[GIVEN TASK]
Print the data below verbatim, with every line unchanged and in its original order.

#### INFORMATION SUPPLIED ####

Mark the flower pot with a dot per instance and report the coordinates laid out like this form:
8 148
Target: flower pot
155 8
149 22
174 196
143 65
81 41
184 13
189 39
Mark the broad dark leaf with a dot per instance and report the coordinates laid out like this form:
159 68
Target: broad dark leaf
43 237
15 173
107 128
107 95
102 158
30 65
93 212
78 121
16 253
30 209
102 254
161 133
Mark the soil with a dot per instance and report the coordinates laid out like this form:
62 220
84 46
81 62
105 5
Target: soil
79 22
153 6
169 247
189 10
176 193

####

[FINAL RESULT]
Mark the flower pot with a dot per instance and report the coordinates laid out like this form:
8 148
Target: flower pot
155 8
149 22
174 196
143 65
81 41
184 13
189 39
Mark the broad dark leaf with a dot per instance and report the coordinates laid out like this form:
159 68
Target: broad dark leaf
43 237
15 173
107 128
107 95
102 158
30 65
93 212
78 121
16 253
30 209
102 254
161 133
Mark the soil with a dot per instance and report the coordinates laid out like this form:
62 220
84 46
81 62
105 5
Target: soil
79 22
153 6
169 247
189 10
176 193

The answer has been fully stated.